* [SET EXERCISE] Each line that follows should be printed again exactly as it stands.

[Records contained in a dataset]

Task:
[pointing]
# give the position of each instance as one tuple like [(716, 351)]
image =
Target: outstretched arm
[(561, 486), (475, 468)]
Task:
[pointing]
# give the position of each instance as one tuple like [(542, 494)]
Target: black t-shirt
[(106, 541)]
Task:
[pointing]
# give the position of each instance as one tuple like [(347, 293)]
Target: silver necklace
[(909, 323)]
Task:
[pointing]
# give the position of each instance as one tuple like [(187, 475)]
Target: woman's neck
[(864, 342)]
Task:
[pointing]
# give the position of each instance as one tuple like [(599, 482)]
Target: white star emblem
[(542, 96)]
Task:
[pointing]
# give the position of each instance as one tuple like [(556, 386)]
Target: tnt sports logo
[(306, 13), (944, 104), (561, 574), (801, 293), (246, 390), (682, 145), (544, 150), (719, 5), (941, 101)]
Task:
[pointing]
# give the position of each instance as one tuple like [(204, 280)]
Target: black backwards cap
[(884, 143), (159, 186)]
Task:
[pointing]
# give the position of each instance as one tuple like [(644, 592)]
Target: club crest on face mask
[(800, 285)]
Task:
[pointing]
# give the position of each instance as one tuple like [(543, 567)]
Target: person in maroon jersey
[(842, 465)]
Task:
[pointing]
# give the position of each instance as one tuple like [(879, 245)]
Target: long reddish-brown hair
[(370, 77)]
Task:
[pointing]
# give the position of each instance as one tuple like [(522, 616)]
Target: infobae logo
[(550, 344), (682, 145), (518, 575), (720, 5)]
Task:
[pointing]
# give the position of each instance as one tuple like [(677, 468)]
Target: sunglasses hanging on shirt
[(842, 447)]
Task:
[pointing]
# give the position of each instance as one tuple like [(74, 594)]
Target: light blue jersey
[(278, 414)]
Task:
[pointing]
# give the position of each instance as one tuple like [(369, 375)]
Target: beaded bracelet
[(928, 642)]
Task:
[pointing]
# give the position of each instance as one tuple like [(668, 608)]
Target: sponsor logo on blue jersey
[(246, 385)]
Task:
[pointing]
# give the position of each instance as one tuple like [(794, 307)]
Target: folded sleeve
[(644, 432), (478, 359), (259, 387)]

* [FINAL RESULT]
Task:
[pointing]
# give the position of each instance as one tuple like [(716, 351)]
image =
Target: outstretched arm
[(561, 486), (475, 468)]
Task:
[pointing]
# give the position of each instance as one tuple like [(542, 494)]
Target: black t-shirt
[(106, 541)]
Task:
[pointing]
# give the position of each instance as one tuple like [(347, 293)]
Target: silver necklace
[(909, 323)]
Task:
[pointing]
# give the position of each instance as one tuple like [(187, 475)]
Target: woman's neck
[(864, 342)]
Task:
[pointing]
# give the position of each instance as one tuple like [(599, 482)]
Target: white star emblem
[(542, 96)]
Task:
[pointing]
# give the position of each instance as one tuple like [(556, 386)]
Target: tnt sports logo
[(306, 13), (944, 104), (561, 574), (801, 293), (246, 390), (682, 145), (544, 150), (719, 5), (941, 101)]
Task:
[pointing]
# give the position of each instance as one tuple like [(204, 280)]
Target: black backwards cap
[(884, 143), (159, 186)]
Task:
[pointing]
# give the position of each instance as one tuple like [(644, 592)]
Target: club crest on face mask
[(800, 285)]
Task:
[pointing]
# give the position of each instance as one tuple like [(543, 567)]
Target: person in maroon jersey
[(842, 465)]
Task:
[pointing]
# give the position of each instance as one tuple like [(879, 245)]
Target: long reddish-brown hair
[(370, 77)]
Task:
[pointing]
# give the position of each instance as one tuple like [(522, 616)]
Target: infobae logo
[(550, 344), (682, 145), (518, 575), (720, 5)]
Task:
[pointing]
# give the position of each instance as one tuple like [(677, 468)]
Target: sunglasses hanging on shirt
[(842, 447)]
Task:
[pointing]
# give the position of each instance as one tuple like [(74, 594)]
Target: light blue jersey
[(278, 414)]
Task:
[pointing]
# give the position of each instance as one tuple like [(369, 375)]
Target: beaded bracelet
[(928, 642)]
Task:
[pointing]
# give the position of each instance as one tuple like [(668, 608)]
Target: sponsor logo on blue jersey
[(246, 385)]
Task:
[pointing]
# give the position of each instance as one tuple like [(794, 307)]
Target: folded sleeve
[(644, 432), (478, 359), (259, 387)]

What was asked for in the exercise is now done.